> **WHAT THIS TASK INVOLVES**:
Rewrite the concert review between "I suspect it's" and "Live? Maybe not.", inclusive, replacing "billboards" with "posters".

[EXTRACT TO READ — start]

I suspect it's that White's fans don't know where to find her. Not only has the name of the band changed, but the former Kianna Alarid has embraced her married name Kianna White. While the pandemic has been a fine time for reinvention, the reintroductions have yet to take place. And Lemonade Park? Well, it's tucked into the West Bottoms in a parking lot. It's an AstroTurf-covered oasis, but maybe one spread by word of mouth. White's fans need billboards and even then, do they stray far from entertainment centers like Power & Light? Is it odd to think the band has poor attendance at Lemonade Park, but would pack a party at KC Live? Maybe not.
So enough of the suppositions, what did the audience actually get? A 40-minute set of pop on an outdoor rock stage that suffered from bad translation and an impassionate mix. Specifically, Jared White's acoustic guitar never sat right and instead leveled everything in its path. Very little made it out of that sonic swamp. Pleasant exceptions came when Temeyer's chiming guitar provided an ethereal top note that echoed throughout the venue. Or when Parks' drumming was allowed to be an active focal point, pulsing, pushing songs forward. It took an exceptionally hot microphone and everything White had to free her voice from the quicksand, effectively removing most of the nuance from her performance. New single "All Alone with Everything" survived more or less intact, but previous single "Homecoming Queen" lost the carefully constructed studio atmosphere and dynamics. Beyond those two, I don't have many details as there were plenty of songs that I didn't recognize. I tried to scribble notes for each song, but one merely says, "new wave country?" My notes are useless.
Sadly, the mix wasn't our only wart. I was disappointed to find the high energy stage performances that White has been known for since her days in Tilly & the Wall have been curtailed. Too often, she was anchored to the stage in order to reach a foot pedal to trigger vocals effects or backing tracks. Furthermore, that foot pedal kept White looking down, allowing her hair to cascade over her face, hiding her from the already distanced audience. While we didn't get much dancing, White remains a conversational frontwoman, genuinely interacting with the audience using skills honed during her years in the DIY scene. Just after 10pm, the set ended without an encore and White apologized to the crowd that someone had forgotten the Slim Jims that she would otherwise be throwing out to the crowd. This left me wondering about what kind of venue Lemonade Park is, who is successful on that stage, and what snack foods audiences would like hurled at them. I'll take my answer off the air.

[EXTRACT TO READ — finish]
[DATA BLOCK — start]

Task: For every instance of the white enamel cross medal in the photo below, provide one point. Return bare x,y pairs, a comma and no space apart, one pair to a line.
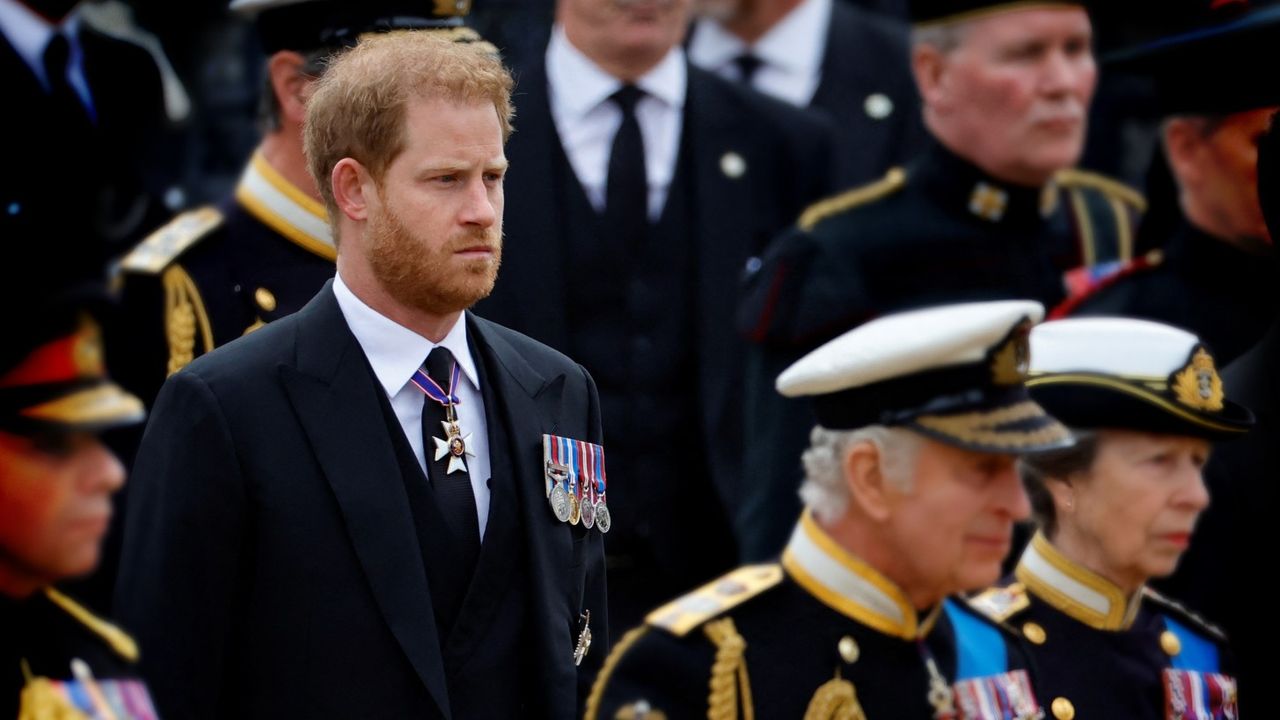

[DATA BLOCK — finish]

> **RESPONSE AREA**:
I suspect it's that White's fans don't know where to find her. Not only has the name of the band changed, but the former Kianna Alarid has embraced her married name Kianna White. While the pandemic has been a fine time for reinvention, the reintroductions have yet to take place. And Lemonade Park? Well, it's tucked into the West Bottoms in a parking lot. It's an AstroTurf-covered oasis, but maybe one spread by word of mouth. White's fans need posters and even then, do they stray far from entertainment centers like Power & Light? Is it odd to think the band has poor attendance at Lemonade Park, but would pack a party at KC Live? Maybe not.